WORK ITEM:
Starting at the line with "Guideline: for each instance of the evergreen", repeat every line exactly until the records end, including the last one.
====== DATASET EXTRACT
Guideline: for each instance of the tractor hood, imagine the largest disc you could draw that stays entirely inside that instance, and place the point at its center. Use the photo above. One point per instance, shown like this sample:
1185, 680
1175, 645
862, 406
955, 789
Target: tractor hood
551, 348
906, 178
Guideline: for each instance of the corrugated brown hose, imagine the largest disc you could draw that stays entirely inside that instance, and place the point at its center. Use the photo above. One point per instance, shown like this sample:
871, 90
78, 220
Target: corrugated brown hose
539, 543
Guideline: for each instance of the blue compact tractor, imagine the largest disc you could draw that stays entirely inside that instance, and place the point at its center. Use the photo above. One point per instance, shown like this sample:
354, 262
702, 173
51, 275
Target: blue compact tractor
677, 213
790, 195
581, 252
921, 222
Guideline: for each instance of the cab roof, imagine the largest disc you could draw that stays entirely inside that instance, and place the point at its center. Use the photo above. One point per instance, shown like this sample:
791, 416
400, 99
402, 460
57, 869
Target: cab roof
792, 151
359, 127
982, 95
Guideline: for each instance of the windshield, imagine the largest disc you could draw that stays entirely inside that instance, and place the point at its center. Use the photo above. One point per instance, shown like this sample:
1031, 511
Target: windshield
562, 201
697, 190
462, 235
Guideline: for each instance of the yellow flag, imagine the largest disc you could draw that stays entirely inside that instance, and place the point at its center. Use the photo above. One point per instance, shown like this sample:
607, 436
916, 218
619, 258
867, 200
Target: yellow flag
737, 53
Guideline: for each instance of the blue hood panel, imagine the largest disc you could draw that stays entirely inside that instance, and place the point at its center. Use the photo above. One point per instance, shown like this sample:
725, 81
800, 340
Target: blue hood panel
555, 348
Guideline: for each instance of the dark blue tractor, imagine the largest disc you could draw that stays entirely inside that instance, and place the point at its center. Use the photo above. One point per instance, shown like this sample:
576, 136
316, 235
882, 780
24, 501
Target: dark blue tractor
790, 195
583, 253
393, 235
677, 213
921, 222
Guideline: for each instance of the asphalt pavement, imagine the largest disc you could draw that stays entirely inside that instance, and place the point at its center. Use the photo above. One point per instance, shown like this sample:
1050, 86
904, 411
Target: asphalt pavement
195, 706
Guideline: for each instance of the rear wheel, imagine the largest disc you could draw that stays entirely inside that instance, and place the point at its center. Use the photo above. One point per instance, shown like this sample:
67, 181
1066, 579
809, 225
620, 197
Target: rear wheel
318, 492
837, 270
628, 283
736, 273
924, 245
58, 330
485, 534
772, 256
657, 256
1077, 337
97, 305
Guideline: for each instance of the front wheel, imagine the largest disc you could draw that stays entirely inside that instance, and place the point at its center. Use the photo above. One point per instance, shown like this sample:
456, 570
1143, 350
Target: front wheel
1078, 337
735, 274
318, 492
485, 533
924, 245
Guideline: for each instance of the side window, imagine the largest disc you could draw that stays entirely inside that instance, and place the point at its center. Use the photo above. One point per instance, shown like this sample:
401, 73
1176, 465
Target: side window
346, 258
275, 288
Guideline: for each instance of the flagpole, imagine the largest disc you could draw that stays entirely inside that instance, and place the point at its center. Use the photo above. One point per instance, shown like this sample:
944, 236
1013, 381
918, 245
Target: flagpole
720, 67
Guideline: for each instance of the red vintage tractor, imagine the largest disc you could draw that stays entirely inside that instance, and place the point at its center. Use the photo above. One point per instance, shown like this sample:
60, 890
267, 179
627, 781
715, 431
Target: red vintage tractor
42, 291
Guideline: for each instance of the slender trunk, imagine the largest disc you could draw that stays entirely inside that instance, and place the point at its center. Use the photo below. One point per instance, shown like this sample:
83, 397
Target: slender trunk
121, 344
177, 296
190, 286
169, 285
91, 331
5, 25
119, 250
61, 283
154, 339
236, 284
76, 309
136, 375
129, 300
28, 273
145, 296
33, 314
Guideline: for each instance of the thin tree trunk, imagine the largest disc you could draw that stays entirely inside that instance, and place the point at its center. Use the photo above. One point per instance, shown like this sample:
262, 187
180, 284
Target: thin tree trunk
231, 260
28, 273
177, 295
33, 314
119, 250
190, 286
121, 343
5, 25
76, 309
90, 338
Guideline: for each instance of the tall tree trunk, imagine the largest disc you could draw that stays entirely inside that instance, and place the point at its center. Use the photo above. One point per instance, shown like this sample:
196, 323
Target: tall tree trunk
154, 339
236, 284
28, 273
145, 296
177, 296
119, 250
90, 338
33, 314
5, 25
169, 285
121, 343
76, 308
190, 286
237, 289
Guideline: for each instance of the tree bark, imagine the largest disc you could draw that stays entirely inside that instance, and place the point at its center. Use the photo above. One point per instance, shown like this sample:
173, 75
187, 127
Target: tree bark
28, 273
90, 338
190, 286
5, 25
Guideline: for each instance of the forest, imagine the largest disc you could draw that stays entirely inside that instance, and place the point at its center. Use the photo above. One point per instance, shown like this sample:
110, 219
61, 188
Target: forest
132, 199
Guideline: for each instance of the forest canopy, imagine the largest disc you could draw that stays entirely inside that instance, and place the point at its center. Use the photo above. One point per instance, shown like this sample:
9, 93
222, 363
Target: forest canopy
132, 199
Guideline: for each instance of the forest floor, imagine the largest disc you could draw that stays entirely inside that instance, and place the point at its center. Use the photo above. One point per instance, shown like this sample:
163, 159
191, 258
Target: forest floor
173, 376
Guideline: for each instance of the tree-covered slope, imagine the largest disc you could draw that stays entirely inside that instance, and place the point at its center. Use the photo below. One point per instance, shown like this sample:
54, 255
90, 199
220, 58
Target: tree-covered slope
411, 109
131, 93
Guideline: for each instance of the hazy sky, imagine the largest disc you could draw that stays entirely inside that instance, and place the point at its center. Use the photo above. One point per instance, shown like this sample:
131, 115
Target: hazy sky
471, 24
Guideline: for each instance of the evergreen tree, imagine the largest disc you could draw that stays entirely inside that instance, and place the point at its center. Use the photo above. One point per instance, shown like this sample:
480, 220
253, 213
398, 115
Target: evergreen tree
============
ANSWER TO THIS PROBLEM:
Guideline: for each instance of the evergreen tree, imagine the largest disc you could draw that stays entirely inside that instance, and place the point at its center. Use the photo above. One point per instance, shown like this sample:
480, 220
253, 213
398, 115
Target: evergreen tree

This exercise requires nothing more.